-- REQUIRED WORK --
What follows is a listing; give it again exactly, in its entirety.

## Start GIVEN DATA

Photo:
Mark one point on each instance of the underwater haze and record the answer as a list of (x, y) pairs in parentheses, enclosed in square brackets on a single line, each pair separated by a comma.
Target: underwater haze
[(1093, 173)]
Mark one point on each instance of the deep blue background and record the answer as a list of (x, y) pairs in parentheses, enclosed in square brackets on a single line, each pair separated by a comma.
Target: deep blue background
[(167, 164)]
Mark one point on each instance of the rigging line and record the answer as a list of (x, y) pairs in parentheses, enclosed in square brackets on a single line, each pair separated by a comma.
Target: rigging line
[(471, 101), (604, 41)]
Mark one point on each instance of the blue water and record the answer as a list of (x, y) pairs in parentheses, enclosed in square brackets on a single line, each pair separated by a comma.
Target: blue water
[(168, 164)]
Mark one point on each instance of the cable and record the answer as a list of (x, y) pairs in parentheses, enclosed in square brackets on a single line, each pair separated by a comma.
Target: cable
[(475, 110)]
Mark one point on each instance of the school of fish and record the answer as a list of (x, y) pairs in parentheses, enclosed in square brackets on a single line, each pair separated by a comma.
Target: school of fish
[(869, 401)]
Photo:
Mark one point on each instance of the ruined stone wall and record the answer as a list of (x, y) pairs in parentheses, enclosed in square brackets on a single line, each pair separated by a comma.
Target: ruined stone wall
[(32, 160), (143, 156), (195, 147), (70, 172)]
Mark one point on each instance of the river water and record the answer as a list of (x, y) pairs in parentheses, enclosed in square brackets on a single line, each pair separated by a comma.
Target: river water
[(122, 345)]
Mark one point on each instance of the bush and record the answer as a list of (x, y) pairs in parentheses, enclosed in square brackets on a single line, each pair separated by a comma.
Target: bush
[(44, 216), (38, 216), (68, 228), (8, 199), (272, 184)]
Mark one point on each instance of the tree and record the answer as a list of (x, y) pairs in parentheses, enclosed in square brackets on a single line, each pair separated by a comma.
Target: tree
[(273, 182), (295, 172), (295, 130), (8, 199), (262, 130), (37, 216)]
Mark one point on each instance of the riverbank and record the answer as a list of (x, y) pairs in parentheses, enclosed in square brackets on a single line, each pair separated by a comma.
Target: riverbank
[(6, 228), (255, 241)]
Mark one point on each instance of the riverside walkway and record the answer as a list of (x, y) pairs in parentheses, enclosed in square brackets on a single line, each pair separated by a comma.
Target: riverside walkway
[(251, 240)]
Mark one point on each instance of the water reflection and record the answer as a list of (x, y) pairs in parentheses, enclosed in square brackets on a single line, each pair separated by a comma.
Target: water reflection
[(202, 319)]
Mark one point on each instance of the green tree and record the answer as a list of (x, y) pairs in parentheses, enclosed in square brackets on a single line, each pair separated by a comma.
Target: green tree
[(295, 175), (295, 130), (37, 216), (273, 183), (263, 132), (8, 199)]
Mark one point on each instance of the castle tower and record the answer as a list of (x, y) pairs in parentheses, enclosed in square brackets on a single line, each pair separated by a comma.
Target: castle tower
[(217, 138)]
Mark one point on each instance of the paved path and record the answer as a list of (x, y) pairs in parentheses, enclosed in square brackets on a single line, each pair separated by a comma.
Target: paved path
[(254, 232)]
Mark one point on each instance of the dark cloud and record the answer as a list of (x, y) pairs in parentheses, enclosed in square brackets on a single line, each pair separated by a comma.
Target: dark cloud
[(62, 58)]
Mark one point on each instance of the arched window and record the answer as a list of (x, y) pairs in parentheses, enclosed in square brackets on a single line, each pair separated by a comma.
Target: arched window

## End GIVEN DATA

-- EXERCISE SOLUTION --
Photo:
Mark one point on each instance of the underwater haze and record the answer as a list of (x, y) pairs in parentheses, enclosed in square brackets on a single line, each pair separated by a comma.
Target: underwater haze
[(1093, 173)]
Mark one point on each instance of the deep blue background and record the answer as a list of (x, y) pairs in parentheses, enclosed in square brackets on a single line, each pair separated by a comma.
Target: deep blue background
[(167, 164)]
Mark one point on each instance of the rigging line and record the answer as a list of (x, y) pairs in parentheses, enclosed in square brackets on a single line, each pair separated by a comma.
Target: rigging line
[(471, 101), (604, 41)]
Mark one point on each instance of the blue water and record the answer as a list of (x, y) pairs in parentheses, enclosed in square brackets on a single line, each pair separated by a comma.
Target: blue water
[(168, 164)]
Mark one point on each instance of the cable and record the answer as a list of (x, y) pairs in parentheses, enclosed in square brackets on a single line, each pair separated by a comma.
Target: cable
[(475, 110)]
Mark one point on each instance of the school of fish and record the answer as a list of (x, y) pairs in parentheses, enclosed in square brackets on a single line, each pair separated by a comma.
Target: school of fish
[(869, 401)]
Photo:
Mark one point on each instance of the ruined stone wall and record the answer as a list of (x, y) pairs in parentheses, enclosed in square brackets on a single line, each pair separated by a comma.
Target: ruined stone wall
[(32, 160), (143, 156), (195, 147), (70, 172)]
Mark one point on each instance of the river water and record the answer as a list of (x, y) pairs in parentheses, enclosed in square brackets on a single line, each pair separated by a comma.
Target: river water
[(122, 345)]
Mark one point on each instance of the bush and record the answer as a list of (x, y) pairs in parentheses, enclosed in square brackets on a single line, each pair separated by a comma.
Target: bush
[(44, 216), (38, 216), (68, 228), (8, 199), (272, 184)]
Mark one point on each instance of the tree and record the answer as a list of (x, y) pairs in parentheses, enclosed in square brackets on a single line, each pair separated by a comma.
Target: tree
[(273, 182), (295, 172), (295, 130), (8, 199), (262, 130), (37, 216)]
Mark one point on each instance of the riverbank and record the answer as a list of (x, y) pairs in parentheses, enclosed in square brackets on a single line, each pair separated by a comma.
Target: riverbank
[(6, 228), (255, 241)]
Mark one point on each instance of the riverside walkway and record the answer as a list of (x, y) pairs in parentheses, enclosed in square brackets on a single line, each pair separated by a comma.
Target: riverside walkway
[(251, 240)]
Mark one point on each instance of the water reflection and record the answer as a list of (x, y) pairs in parentheses, enclosed in square brackets on a single line, each pair separated by a comma.
Target: water reflection
[(202, 319)]
Mark one point on each instance of the green tree and record the answer as a list of (x, y) pairs in parentheses, enclosed in square brackets on a single line, each pair separated by a comma.
Target: green tree
[(295, 175), (295, 130), (37, 216), (273, 183), (263, 132), (8, 199)]
Mark one point on each instance of the castle tower and record the answer as a list of (x, y) pairs in parentheses, enclosed in square brackets on a single line, each pair separated by a comma.
Target: castle tower
[(217, 138)]
Mark one point on each instance of the paved path and record the answer as a list of (x, y) pairs in parentheses, enclosed in square brackets on a single line, each pair separated by a comma.
Target: paved path
[(254, 232)]
Mark one point on each instance of the dark cloud and record the answer as a list of (x, y) pairs in parentheses, enclosed in square brackets on a single line, each pair separated by a comma.
Target: dark cloud
[(62, 58)]
Mark one point on each instance of the arched window and record the answer as a list of (x, y) pairs in parentheses, enclosed in square brackets on a single line, each pair separated by a comma.
Target: arched window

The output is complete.